-- Set exercise 1 --
In the essay on brotherhood below, what did the man in Sendai wear over his black business suit?

-- Selected passage --
June 29, 2009 -- The rousing finale of the old Broadway Musical “How To Succeed In Business Without Really Trying” was a rendition of “There’s a great big brotherhood … of Man … fraternity … of Man” it goes on to acclaim. In the context of the show it was meant to be satirical, yet those words keep coming to mind this week.
In the few days after Japan surrendered in 1945, in the city of Sendai, a city a few hundred miles north of Tokyo, a city where vast areas of suburban housing had been reduced to no more than three or four inches of ash by raging fire storms set off by incendiary bombs dropped by American planes I stood downtown on its main street. Coming toward me was a middle aged man, a little taller than the average Japanese, a slender almost gaunt figure wearing a simple kimono over a black business suit, wide-brimmed hat perched on the back of his head, tears welling up in eyes behind big round glasses. He did seem fueled by alcohol. But with a little open mouthed gasp, little rivulets of tears sliding down his cheeks, he gave me a strong embrace. It was a touching attempt to express a kind of brotherhood, or so I read it.
Of course there was the Rape of Nan king, the Baatan Death March, and innumerable despicable acts by other Japanese, but not by this little man nor by me; two members of the fraternity of mankind.

-- The input --

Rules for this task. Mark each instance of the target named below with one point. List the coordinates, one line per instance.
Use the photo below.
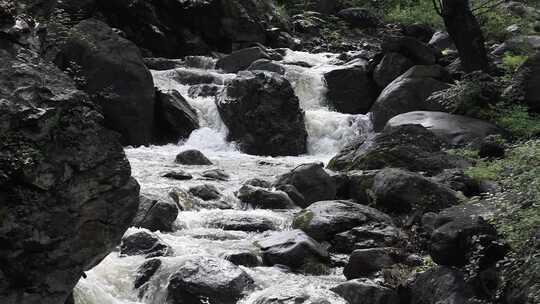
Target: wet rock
(264, 199)
(206, 192)
(144, 243)
(439, 285)
(64, 180)
(441, 41)
(145, 272)
(461, 234)
(244, 258)
(204, 90)
(399, 191)
(241, 59)
(155, 214)
(360, 17)
(267, 65)
(410, 147)
(257, 182)
(202, 279)
(366, 262)
(293, 193)
(312, 181)
(418, 52)
(284, 294)
(367, 236)
(294, 249)
(216, 174)
(114, 73)
(323, 220)
(175, 118)
(457, 180)
(192, 157)
(409, 93)
(455, 130)
(247, 223)
(162, 64)
(391, 67)
(364, 291)
(351, 89)
(178, 175)
(263, 124)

-- Set exercise 2 --
Give every line of the records as a Markdown table with the columns Row and Line. Number the rows, skip blank lines, and leave the pictures out.

-- Right answer 1 --
A simple kimono.

-- Right answer 2 --
| Row | Line |
|---|---|
| 1 | Rules for this task. Mark each instance of the target named below with one point. List the coordinates, one line per instance. |
| 2 | Use the photo below. |
| 3 | Target: wet rock |
| 4 | (264, 199) |
| 5 | (206, 192) |
| 6 | (144, 243) |
| 7 | (439, 285) |
| 8 | (64, 180) |
| 9 | (441, 41) |
| 10 | (145, 272) |
| 11 | (461, 234) |
| 12 | (244, 258) |
| 13 | (204, 90) |
| 14 | (399, 191) |
| 15 | (241, 59) |
| 16 | (155, 214) |
| 17 | (360, 17) |
| 18 | (267, 65) |
| 19 | (410, 147) |
| 20 | (257, 182) |
| 21 | (202, 279) |
| 22 | (366, 262) |
| 23 | (293, 193) |
| 24 | (312, 181) |
| 25 | (418, 52) |
| 26 | (284, 294) |
| 27 | (367, 236) |
| 28 | (294, 249) |
| 29 | (216, 174) |
| 30 | (114, 73) |
| 31 | (323, 220) |
| 32 | (175, 118) |
| 33 | (457, 180) |
| 34 | (192, 157) |
| 35 | (409, 93) |
| 36 | (455, 130) |
| 37 | (247, 223) |
| 38 | (162, 64) |
| 39 | (391, 67) |
| 40 | (364, 291) |
| 41 | (351, 89) |
| 42 | (178, 175) |
| 43 | (263, 124) |